--- WHAT TO DO ---
Copy out only the items from the line containing "Circle every small" through the line containing "xmin=0 ymin=0 xmax=575 ymax=123", inclusive, with the requests unchanged. Offset every bounding-box coordinate in them by adding 52.

--- DATA FOR PROCESSING ---
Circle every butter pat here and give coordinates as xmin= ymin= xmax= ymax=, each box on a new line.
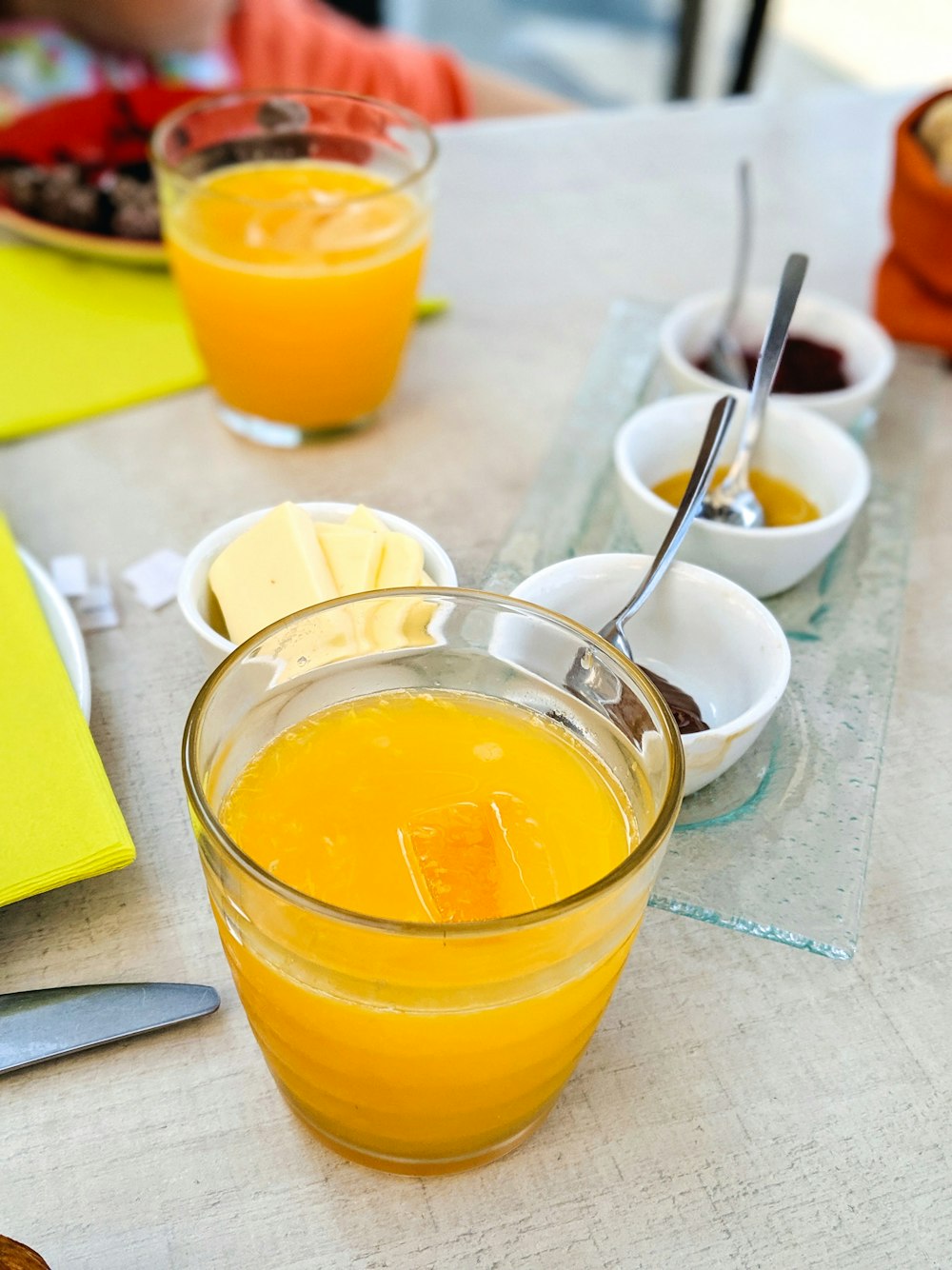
xmin=377 ymin=532 xmax=423 ymax=586
xmin=317 ymin=522 xmax=388 ymax=596
xmin=208 ymin=503 xmax=338 ymax=644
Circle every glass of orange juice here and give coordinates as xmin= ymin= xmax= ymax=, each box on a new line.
xmin=152 ymin=90 xmax=437 ymax=446
xmin=183 ymin=588 xmax=684 ymax=1174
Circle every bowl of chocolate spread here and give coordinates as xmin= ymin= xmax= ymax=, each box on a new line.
xmin=513 ymin=552 xmax=789 ymax=795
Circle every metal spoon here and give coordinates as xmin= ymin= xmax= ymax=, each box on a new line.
xmin=700 ymin=252 xmax=808 ymax=529
xmin=565 ymin=396 xmax=738 ymax=741
xmin=708 ymin=159 xmax=753 ymax=388
xmin=598 ymin=396 xmax=738 ymax=662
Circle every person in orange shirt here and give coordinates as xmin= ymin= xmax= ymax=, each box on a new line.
xmin=0 ymin=0 xmax=572 ymax=123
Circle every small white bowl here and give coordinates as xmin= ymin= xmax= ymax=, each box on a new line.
xmin=659 ymin=287 xmax=896 ymax=427
xmin=614 ymin=394 xmax=871 ymax=596
xmin=178 ymin=503 xmax=457 ymax=670
xmin=513 ymin=552 xmax=789 ymax=794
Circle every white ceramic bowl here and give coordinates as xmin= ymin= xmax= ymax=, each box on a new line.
xmin=178 ymin=503 xmax=457 ymax=669
xmin=614 ymin=394 xmax=869 ymax=596
xmin=659 ymin=287 xmax=896 ymax=426
xmin=513 ymin=552 xmax=789 ymax=794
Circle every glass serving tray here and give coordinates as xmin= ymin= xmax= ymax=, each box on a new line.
xmin=483 ymin=301 xmax=938 ymax=959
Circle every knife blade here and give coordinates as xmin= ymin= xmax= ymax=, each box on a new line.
xmin=0 ymin=983 xmax=221 ymax=1075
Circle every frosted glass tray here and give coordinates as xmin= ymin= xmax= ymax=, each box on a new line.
xmin=484 ymin=302 xmax=938 ymax=959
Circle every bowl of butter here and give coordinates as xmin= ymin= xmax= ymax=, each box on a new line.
xmin=178 ymin=502 xmax=457 ymax=669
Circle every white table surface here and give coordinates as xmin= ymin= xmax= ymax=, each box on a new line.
xmin=0 ymin=84 xmax=952 ymax=1270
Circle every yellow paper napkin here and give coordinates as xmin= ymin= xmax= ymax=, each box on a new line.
xmin=0 ymin=516 xmax=136 ymax=905
xmin=0 ymin=245 xmax=205 ymax=441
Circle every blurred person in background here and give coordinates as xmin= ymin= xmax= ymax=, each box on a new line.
xmin=0 ymin=0 xmax=575 ymax=123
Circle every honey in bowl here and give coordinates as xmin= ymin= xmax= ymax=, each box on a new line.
xmin=652 ymin=465 xmax=820 ymax=529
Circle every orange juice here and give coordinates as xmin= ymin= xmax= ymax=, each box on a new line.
xmin=209 ymin=691 xmax=647 ymax=1172
xmin=164 ymin=159 xmax=429 ymax=429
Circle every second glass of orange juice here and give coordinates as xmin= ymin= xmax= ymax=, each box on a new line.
xmin=184 ymin=588 xmax=684 ymax=1174
xmin=152 ymin=91 xmax=437 ymax=446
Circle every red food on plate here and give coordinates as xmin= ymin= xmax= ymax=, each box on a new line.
xmin=0 ymin=84 xmax=199 ymax=259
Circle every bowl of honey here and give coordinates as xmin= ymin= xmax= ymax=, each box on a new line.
xmin=659 ymin=287 xmax=896 ymax=427
xmin=614 ymin=394 xmax=871 ymax=597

--- FINISHED TASK ---
Circle every small white bowl here and give coordinates as xmin= ymin= xmax= ymax=, each box on a new line.
xmin=711 ymin=339 xmax=948 ymax=479
xmin=666 ymin=446 xmax=923 ymax=648
xmin=230 ymin=555 xmax=509 ymax=722
xmin=565 ymin=604 xmax=841 ymax=846
Circle every white ceramic bowl here and give coordinates as xmin= ymin= xmax= ymax=, each box on a new line.
xmin=230 ymin=555 xmax=509 ymax=721
xmin=666 ymin=446 xmax=921 ymax=648
xmin=711 ymin=339 xmax=948 ymax=478
xmin=565 ymin=604 xmax=841 ymax=846
Circle every glass serving tray here and give coordinates as xmin= ymin= xmax= ymax=, each box on a new line.
xmin=535 ymin=353 xmax=990 ymax=1011
Circle every knife blade here and give coordinates as xmin= ymin= xmax= ymax=, each box on a new line.
xmin=52 ymin=1035 xmax=273 ymax=1127
Circle every frosted glass tray here and give coordinates as xmin= ymin= xmax= ymax=, each box on a new line.
xmin=536 ymin=354 xmax=990 ymax=1011
Circle every bowl of butter here and give coordinates as xmin= ymin= xmax= ymax=, each box on a new line.
xmin=230 ymin=554 xmax=509 ymax=721
Circle every white table surface here and give coordinates as xmin= ymin= xmax= ymax=, each box on a new line.
xmin=52 ymin=136 xmax=1004 ymax=1322
Circle every yellow paper napkin here and give coordinates as xmin= ymin= xmax= ymax=, each box on a new line.
xmin=52 ymin=568 xmax=188 ymax=957
xmin=52 ymin=297 xmax=257 ymax=493
Circle every blurred person in background here and give coordinates as xmin= ymin= xmax= ymax=, each box on a new line.
xmin=52 ymin=52 xmax=627 ymax=175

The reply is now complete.